> **Passage provided**:

Re: I don't want to be facing 8-bit bugs in 2013

    Date:        Thu, 21 Mar 2002 00:57:18 +0859 ()
    From:        Masataka Ohta 
<mohta(_at_)necom830(_dot_)hpcl(_dot_)titech(_dot_)ac(_dot_)jp>
    Message-ID:  
<200203201557(_dot_)AAA02490(_at_)necom830(_dot_)hpcl(_dot_)titech(_dot_)ac(_dot_)jp>

Otha-san

  | Anyway, with the fix, there is no reason to prefer Unicode-based
  | local character sets, which is not widely used today, than existing
  | local character sets already used world wide.

Let's assume that local char sets, and an explicit indication of which
to use is adequate for this purpose (as Harald has said, and I agree,
that's not sufficient for all purposes, but for stuff like domain names,
file names, etc, I suspect it is).

Then, let's take all the MIME names of those charsets, and number them,
0, 1, 2, 3, ... (as many as it takes), that's a 1::1 mapping, after all
the mime charset names are in ascii, we wouldn't want to keep that.

Then, rather than labelling whole names with a charset, we'll label
every individual character, so if, by some strange chance, ascii (or 8859-1)
happened to be allocated number 0, then 'A' would be 0-65.
This way we can mix and match names with characters from any random
character set (it may be a little less efficient than one label per name
but that's OK, assume we'll pay that price for the flexibility).

No, we'll just list all the possible characters in all the char sets,
with their char set numbers attached, in one big table.

What we have at that point is (essentially) 10646 - unicode.   Just up
above you said this works (throwing in some redundant labelling cannot
cause it to stop working, nor can altering the labels from ascii to binary
numerals).

> **To do**:
1. Write out a passage from the message about character sets, beginning at the words "Then, rather than" and stopping after "would be 0-65.".
2. In the message about character sets, what label would the character 'A' get if ascii happened to be allocated number 0?

> **Information given**:
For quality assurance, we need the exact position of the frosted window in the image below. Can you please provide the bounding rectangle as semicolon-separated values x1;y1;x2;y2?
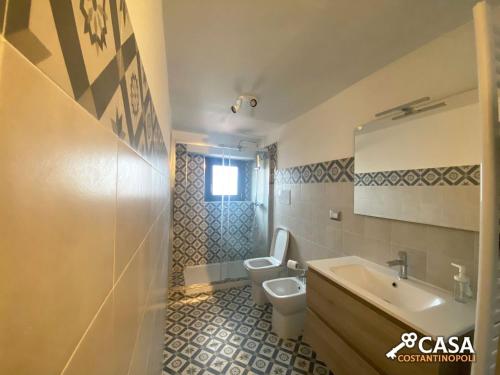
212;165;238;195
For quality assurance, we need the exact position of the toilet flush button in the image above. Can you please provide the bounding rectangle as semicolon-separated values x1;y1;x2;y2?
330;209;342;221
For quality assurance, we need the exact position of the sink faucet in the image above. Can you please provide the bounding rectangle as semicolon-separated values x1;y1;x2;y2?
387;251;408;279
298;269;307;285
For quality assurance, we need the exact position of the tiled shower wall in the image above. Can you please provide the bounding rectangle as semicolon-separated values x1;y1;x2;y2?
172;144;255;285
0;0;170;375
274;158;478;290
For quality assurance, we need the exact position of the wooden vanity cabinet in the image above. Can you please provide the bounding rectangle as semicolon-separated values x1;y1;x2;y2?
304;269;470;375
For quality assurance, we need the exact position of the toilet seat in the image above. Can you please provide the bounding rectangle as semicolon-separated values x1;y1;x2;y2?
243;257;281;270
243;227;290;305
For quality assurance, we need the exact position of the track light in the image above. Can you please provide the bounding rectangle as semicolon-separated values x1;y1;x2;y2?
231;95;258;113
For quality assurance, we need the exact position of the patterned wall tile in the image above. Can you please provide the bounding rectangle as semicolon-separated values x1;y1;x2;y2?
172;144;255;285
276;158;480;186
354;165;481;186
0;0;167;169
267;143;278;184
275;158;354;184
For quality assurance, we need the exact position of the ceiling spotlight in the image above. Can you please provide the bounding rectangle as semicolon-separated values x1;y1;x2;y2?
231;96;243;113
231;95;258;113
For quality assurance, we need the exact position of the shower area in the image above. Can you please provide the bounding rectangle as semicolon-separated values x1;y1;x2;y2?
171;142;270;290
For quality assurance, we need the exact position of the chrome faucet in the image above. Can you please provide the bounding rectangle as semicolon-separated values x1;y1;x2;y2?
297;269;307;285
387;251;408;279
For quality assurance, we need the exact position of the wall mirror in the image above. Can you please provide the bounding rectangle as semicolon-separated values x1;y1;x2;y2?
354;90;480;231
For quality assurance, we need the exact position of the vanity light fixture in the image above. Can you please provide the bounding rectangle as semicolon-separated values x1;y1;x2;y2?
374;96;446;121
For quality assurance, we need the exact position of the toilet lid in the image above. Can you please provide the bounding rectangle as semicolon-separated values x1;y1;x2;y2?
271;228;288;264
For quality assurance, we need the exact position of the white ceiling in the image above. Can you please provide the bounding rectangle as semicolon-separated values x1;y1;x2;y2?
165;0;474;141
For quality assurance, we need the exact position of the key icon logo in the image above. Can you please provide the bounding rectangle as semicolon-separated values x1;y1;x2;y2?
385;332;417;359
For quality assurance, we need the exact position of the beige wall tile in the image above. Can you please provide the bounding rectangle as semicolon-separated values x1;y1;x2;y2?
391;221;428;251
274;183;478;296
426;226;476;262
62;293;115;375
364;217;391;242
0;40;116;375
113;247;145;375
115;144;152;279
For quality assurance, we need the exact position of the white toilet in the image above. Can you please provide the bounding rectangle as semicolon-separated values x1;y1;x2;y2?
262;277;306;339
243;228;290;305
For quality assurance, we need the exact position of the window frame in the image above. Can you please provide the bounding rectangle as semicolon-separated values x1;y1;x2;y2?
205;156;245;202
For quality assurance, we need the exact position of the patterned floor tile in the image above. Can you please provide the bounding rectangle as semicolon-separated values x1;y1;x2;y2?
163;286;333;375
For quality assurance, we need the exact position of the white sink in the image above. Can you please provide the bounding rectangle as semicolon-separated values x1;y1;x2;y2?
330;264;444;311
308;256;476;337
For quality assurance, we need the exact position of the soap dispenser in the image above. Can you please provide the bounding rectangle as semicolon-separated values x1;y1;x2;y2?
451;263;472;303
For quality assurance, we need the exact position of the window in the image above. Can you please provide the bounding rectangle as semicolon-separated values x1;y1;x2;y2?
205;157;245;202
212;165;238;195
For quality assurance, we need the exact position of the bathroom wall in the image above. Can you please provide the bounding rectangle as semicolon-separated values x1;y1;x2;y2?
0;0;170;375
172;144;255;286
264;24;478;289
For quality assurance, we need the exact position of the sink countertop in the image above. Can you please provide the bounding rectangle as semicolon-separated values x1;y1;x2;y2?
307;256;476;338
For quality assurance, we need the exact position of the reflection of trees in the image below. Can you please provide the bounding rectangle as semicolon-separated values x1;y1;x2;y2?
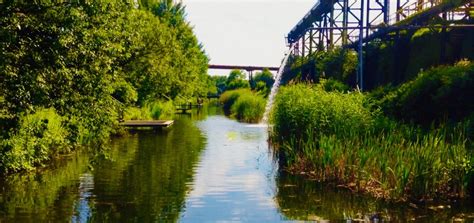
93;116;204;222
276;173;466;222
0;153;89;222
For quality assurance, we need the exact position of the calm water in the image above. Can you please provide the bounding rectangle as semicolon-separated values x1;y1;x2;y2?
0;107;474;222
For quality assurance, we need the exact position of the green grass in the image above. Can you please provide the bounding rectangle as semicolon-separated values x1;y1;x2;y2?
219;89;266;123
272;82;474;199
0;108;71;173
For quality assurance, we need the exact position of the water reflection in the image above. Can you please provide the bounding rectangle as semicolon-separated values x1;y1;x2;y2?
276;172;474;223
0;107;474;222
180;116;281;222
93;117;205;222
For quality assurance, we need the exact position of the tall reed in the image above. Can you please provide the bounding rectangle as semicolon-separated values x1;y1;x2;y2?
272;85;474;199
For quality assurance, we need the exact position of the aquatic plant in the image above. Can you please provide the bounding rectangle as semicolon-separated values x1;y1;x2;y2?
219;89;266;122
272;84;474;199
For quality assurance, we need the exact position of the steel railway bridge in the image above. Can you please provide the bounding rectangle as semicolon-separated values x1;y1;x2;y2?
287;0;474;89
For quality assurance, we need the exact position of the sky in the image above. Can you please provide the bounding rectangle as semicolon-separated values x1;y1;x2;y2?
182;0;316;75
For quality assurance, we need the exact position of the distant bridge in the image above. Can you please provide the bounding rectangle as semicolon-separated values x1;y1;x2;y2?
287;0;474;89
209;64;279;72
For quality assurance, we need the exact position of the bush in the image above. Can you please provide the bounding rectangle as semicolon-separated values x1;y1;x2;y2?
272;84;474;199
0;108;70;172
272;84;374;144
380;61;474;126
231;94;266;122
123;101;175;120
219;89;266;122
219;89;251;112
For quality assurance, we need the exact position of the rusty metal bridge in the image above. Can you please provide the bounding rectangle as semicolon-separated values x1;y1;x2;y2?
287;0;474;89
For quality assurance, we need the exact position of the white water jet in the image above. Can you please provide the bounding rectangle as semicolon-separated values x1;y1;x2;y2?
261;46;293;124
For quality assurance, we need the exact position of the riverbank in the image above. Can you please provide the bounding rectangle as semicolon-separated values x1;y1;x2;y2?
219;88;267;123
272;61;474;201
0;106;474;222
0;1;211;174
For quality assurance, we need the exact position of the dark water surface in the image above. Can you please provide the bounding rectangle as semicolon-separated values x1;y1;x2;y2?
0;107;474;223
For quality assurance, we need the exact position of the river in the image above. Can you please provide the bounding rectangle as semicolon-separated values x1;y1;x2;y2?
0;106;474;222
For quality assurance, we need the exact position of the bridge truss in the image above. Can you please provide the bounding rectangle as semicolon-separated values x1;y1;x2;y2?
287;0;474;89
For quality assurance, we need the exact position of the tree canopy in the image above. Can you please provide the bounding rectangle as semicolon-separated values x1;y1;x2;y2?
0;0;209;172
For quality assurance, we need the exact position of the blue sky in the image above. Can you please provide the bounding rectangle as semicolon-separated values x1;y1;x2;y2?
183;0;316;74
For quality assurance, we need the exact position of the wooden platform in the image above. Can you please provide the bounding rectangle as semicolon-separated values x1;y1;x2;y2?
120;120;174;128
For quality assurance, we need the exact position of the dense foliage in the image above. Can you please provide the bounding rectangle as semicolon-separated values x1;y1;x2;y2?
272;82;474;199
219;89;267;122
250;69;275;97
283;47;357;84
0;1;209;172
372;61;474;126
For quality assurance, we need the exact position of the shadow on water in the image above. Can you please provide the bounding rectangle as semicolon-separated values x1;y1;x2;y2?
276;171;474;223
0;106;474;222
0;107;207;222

* * *

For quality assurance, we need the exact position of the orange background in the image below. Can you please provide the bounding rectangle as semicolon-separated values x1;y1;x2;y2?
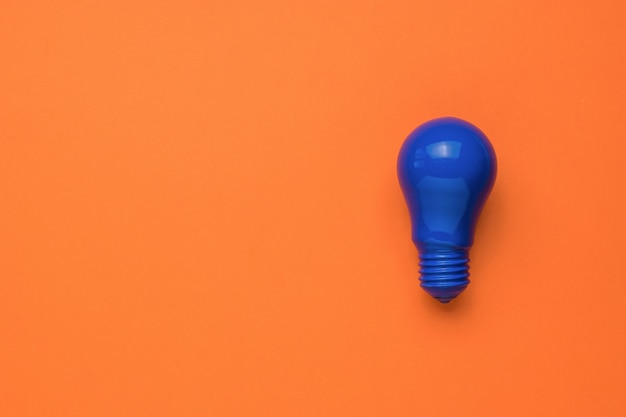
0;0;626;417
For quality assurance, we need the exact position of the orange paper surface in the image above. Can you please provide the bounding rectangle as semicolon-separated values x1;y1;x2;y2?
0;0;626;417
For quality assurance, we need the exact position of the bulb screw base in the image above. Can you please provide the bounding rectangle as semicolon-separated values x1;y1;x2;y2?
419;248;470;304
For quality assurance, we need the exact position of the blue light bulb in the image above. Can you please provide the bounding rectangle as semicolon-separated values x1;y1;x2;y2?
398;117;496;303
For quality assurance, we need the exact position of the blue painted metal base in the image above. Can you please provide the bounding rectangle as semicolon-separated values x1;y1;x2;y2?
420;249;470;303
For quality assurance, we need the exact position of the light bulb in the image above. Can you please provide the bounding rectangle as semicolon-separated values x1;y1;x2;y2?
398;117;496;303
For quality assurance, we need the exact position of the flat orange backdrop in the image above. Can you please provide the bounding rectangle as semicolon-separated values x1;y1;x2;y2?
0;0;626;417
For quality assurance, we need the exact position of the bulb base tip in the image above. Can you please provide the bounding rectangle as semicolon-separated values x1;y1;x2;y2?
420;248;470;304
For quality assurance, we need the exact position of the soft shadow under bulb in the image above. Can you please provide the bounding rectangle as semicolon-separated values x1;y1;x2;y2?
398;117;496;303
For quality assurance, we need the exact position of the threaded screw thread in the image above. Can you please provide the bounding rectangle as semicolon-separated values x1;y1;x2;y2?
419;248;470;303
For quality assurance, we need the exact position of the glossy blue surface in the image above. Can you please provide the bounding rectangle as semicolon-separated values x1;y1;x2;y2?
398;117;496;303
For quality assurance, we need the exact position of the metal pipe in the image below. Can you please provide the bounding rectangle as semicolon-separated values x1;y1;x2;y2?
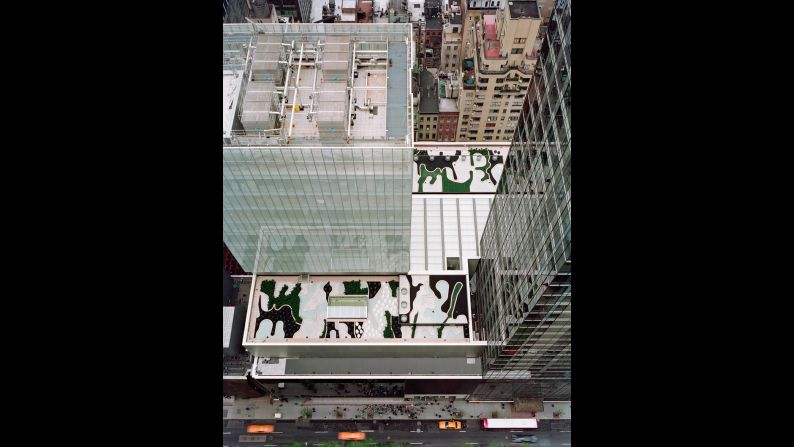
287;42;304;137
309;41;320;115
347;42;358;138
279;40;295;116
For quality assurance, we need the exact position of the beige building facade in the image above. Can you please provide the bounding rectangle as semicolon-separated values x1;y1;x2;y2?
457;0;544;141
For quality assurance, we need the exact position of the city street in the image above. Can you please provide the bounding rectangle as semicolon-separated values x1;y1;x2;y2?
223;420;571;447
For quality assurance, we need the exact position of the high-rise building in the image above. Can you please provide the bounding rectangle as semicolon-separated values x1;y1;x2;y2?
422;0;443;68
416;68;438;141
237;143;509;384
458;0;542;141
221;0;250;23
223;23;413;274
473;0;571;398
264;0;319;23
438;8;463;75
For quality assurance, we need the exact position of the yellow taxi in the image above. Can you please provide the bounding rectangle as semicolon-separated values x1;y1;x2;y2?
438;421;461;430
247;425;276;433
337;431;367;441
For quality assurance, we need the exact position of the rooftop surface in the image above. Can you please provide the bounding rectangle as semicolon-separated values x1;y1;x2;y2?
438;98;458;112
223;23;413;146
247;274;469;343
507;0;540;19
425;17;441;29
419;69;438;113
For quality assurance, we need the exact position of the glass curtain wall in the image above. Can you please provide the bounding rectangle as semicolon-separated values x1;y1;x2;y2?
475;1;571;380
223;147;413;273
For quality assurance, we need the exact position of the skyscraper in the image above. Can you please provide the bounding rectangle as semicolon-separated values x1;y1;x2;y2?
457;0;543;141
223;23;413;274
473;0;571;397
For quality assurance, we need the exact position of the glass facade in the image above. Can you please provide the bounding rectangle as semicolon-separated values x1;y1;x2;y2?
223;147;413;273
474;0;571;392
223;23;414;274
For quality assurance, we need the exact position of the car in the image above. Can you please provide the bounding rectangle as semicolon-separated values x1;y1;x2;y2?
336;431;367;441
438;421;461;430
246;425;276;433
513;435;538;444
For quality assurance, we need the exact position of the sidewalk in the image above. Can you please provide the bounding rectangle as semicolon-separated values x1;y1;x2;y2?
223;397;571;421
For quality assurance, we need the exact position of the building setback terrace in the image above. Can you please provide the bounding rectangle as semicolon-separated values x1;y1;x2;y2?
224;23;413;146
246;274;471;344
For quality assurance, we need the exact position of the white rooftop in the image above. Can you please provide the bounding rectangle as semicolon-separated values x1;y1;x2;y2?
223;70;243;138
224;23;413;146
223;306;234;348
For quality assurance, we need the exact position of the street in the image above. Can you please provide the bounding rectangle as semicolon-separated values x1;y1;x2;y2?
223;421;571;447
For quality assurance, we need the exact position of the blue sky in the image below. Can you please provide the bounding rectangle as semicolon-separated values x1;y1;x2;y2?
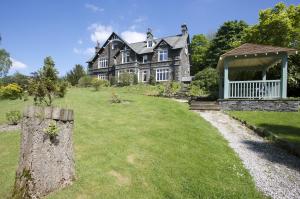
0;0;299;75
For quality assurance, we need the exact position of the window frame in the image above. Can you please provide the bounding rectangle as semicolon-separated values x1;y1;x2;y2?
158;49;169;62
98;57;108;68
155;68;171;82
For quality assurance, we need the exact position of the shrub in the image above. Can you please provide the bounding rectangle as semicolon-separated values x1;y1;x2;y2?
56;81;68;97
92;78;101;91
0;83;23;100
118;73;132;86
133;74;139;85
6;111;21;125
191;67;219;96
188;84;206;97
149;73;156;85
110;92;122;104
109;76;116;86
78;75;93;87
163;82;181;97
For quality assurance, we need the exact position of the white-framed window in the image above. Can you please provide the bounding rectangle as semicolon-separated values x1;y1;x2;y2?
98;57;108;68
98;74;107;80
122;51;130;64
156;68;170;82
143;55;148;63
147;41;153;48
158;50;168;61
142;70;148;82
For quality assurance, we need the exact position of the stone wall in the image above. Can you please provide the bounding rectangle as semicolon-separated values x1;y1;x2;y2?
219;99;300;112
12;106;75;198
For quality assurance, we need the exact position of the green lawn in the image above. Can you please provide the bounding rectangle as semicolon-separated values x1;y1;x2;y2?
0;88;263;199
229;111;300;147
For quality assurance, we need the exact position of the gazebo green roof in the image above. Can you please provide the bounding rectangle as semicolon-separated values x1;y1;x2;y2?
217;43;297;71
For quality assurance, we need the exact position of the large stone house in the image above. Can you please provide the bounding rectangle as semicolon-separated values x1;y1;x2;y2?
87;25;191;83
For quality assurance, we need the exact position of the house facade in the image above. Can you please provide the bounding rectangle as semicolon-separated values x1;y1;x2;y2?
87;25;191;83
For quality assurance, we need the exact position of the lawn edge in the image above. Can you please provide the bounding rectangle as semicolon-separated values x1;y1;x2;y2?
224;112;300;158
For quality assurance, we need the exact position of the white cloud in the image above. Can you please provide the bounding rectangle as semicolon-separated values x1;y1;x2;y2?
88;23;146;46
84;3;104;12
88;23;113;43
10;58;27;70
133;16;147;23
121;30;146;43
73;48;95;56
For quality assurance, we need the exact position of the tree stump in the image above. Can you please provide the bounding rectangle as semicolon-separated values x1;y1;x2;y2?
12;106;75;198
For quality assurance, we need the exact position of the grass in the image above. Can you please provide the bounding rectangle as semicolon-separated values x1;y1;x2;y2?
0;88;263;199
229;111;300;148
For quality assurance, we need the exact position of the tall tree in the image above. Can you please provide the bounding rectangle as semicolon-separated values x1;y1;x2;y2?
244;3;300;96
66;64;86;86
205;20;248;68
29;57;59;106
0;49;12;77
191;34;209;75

* * *

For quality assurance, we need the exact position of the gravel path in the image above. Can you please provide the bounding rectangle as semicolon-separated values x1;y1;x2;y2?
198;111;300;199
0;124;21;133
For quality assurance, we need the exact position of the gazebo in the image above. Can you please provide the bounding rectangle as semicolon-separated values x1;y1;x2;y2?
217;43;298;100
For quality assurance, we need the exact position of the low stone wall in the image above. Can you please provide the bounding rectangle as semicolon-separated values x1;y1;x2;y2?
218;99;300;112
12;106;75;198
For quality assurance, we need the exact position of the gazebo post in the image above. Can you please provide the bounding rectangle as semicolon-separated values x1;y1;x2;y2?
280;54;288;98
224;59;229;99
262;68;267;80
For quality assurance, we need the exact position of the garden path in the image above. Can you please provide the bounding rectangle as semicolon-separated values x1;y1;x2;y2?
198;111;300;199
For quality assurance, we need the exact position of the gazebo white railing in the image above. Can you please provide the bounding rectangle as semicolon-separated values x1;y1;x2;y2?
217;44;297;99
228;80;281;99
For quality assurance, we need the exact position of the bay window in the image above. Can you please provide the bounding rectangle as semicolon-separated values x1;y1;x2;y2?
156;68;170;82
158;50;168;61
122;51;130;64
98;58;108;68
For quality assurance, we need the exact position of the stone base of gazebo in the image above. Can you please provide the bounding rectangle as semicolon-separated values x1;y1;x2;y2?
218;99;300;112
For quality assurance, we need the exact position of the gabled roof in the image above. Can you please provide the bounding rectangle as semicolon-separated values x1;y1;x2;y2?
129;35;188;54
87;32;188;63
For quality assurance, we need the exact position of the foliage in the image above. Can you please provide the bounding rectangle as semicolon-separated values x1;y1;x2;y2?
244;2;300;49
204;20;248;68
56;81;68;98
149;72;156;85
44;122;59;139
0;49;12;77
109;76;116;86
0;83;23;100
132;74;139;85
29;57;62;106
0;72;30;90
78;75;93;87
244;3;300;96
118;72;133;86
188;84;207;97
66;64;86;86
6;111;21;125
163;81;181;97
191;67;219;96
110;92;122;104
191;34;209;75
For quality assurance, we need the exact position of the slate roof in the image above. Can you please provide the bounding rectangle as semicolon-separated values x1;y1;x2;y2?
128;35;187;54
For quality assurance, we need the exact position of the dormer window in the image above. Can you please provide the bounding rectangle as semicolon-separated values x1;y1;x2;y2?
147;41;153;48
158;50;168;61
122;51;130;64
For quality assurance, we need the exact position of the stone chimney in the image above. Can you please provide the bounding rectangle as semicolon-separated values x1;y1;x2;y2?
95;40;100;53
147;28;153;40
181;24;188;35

> **Response list**:
1.
Then, rather than labelling whole names with a charset, we'll label
every individual character, so if, by some strange chance, ascii (or 8859-1)
happened to be allocated number 0, then 'A' would be 0-65.

2. 0-65